> **Directions**
Print again, word for word, all of the records below, and leave the pictures out.

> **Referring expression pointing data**
***
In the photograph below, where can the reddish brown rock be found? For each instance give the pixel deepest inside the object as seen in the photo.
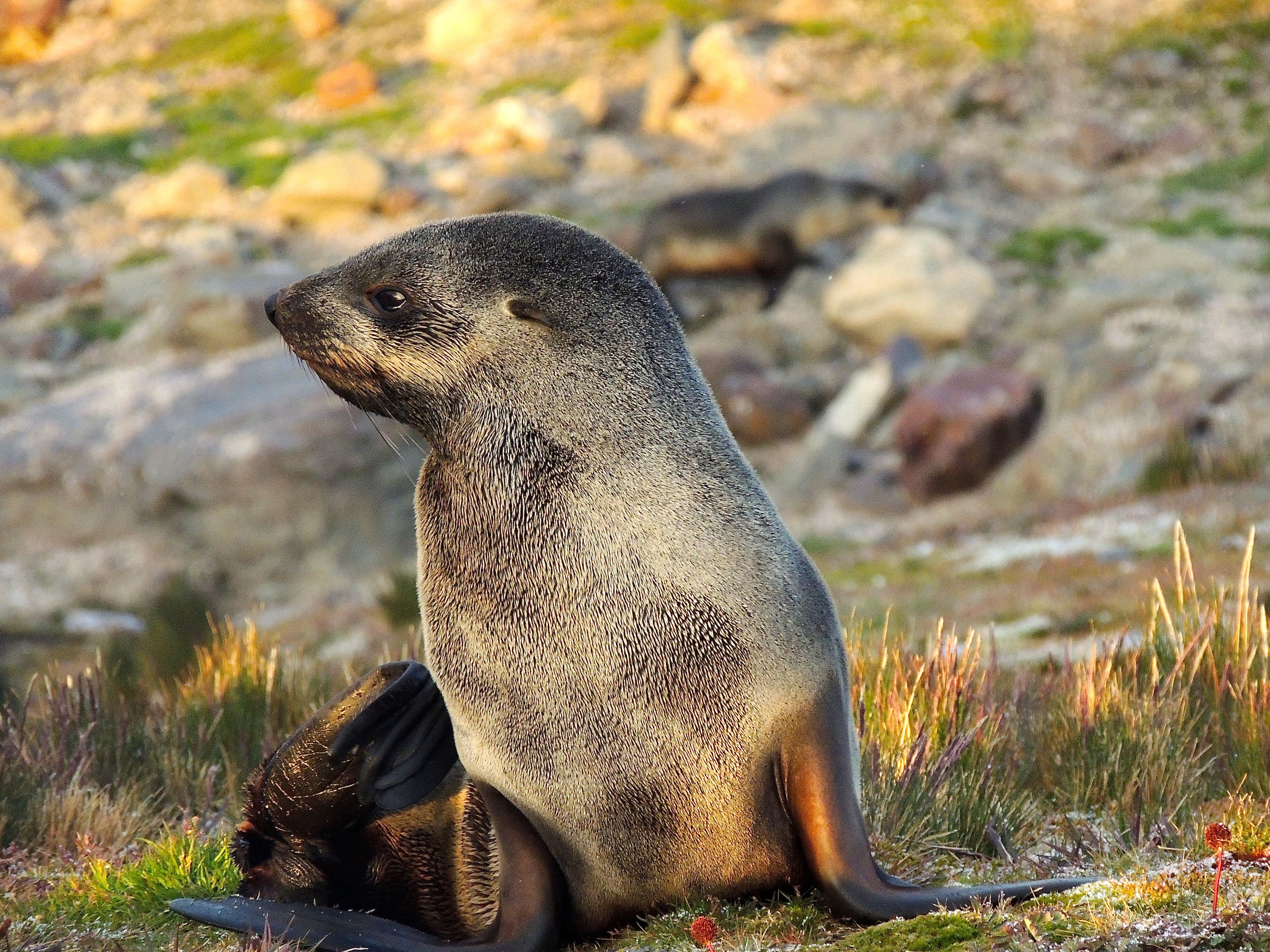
(756, 407)
(346, 86)
(40, 16)
(312, 18)
(25, 286)
(956, 433)
(1100, 147)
***
> **Answer for the task**
In the photograph below, where can the reddish brown rock be found? For each instance give the pixel deepest inside the object as seen in the photo.
(756, 407)
(346, 86)
(40, 16)
(312, 18)
(25, 286)
(956, 433)
(1100, 147)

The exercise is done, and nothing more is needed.